┌─ Okuma Parçası

2 Kasım 2021 Salı

MERHABA GÜNEŞ

 


 Şehrin gürültüsünden çok uzakta, sanki kocaman bir ormanın içindeymiş gibi sessiz sakin, her zaman gıpta ile baktığım bir evimiz vardı. Çocukken her gün uyanır uyanmaz yemyeşil çimlerin üzerine yatıp, gözlerimi güneşe karşı ne kadar uzun tutabilirim acaba diye oyun oynardım kendi kendime.  Beş saniyeden daha uzun sürmezdi, yenilirdim güneşe. Kendimi bu bahçede, ağaçların arasında çok güvende hissederdim. Her sabah uyanır uyanmaz ağaçlarla çiçeklerle haşır neşir olmak beni çok mutlu ederdi. Öyle ki, zaman insanın kalbini sızlatacak kadar hızlı geçiyor. Bugün 36 yaşındayım. Ailemden bana kalan bu evi ve bahçeyi koruyabilmek için, gözüm gibi baktım yıllarca. 9 yaşında benimle aynı boy olan ağaçların çoğunun dalları şimdi gökyüzüne uzanıyor. Yıllar önce benim oyunlar oynadığım, koşturup terlediğim için annemi kızdırdığım bahçede, bugün kızım koşup oyunlar oynuyor. Bazen bende annem gibi kızıyorum kızıma. Ne de olsa her küçük kız anneliği annesinden öğrenir.

└─
┌─ Verilen Bilgiler

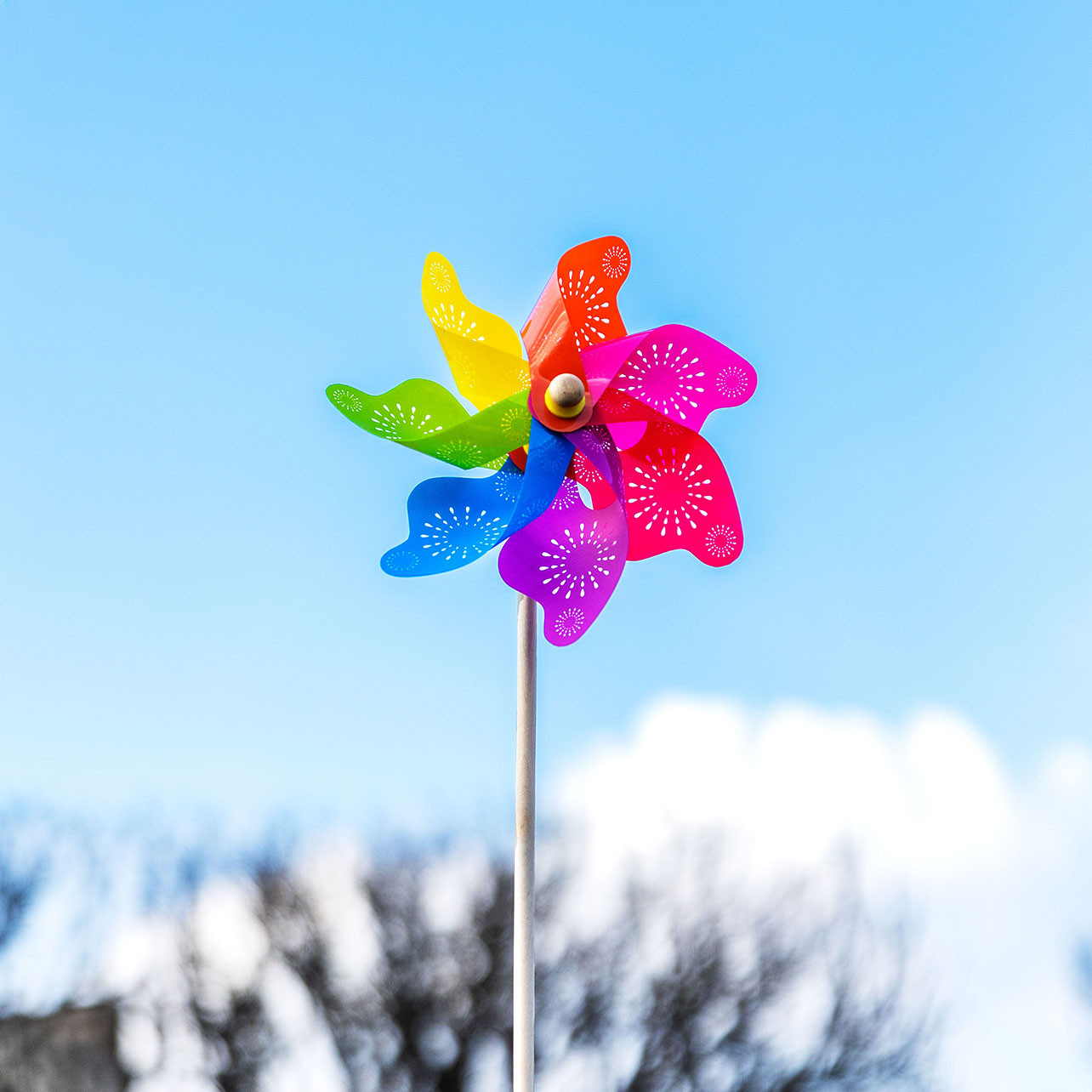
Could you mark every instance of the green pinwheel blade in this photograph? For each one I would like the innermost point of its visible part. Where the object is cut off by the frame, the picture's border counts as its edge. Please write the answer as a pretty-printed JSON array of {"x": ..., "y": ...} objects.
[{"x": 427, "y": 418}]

└─
┌─ Verilen Bilgiler

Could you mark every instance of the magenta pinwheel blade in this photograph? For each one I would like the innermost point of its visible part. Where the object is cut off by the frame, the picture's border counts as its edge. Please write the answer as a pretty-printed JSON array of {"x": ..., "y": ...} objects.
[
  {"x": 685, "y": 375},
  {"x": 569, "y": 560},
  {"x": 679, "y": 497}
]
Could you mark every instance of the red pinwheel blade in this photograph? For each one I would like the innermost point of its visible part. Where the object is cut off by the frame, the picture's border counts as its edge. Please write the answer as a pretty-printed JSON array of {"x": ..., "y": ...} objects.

└─
┌─ Verilen Bilgiler

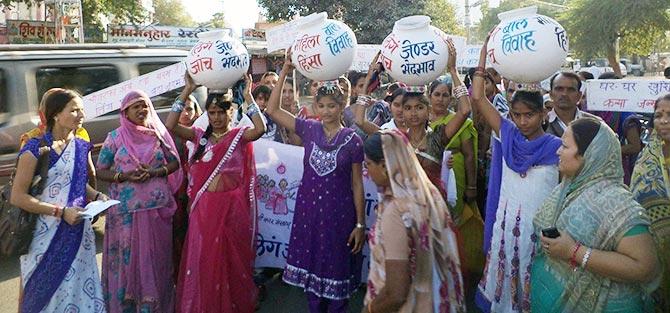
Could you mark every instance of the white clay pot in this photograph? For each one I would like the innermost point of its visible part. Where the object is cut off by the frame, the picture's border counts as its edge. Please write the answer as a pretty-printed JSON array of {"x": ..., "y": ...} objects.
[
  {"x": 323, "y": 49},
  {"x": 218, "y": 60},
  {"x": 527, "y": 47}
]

└─

> Yapılacak Görevler
**A)** Okuma parçasında anlatıcı, ev ile bahçeye yıllarca gözü gibi bakmasının sebebini nasıl açıklıyor? Bir veya iki cümleyle yanıtlayın.
**B)** Okuma parçasına göre aşağıdaki soruları yanıtlayın.
(i) Anlatıcı çocukken gözlerini güneşe karşı en fazla ne kadar açık tutabiliyordu?
(ii) Anlatıcı bugün kaç yaşındadır?
(iii) Bugün bahçede kim koşup oyunlar oynuyor?

> Çözüm Listesi
**A)** Anlatıcı, ev ile bahçeye ailesinden kendisine kaldıkları için gözü gibi bakmıştır. Amacı bu evi ve bahçeyi koruyabilmektir.

**B)**
(i) Anlatıcı gözlerini güneşe karşı beş saniyeden daha uzun açık tutamıyordu.
(ii) Anlatıcı bugün 36 yaşındadır.
(iii) Bugün bahçede anlatıcının kızı koşup oyunlar oynuyor.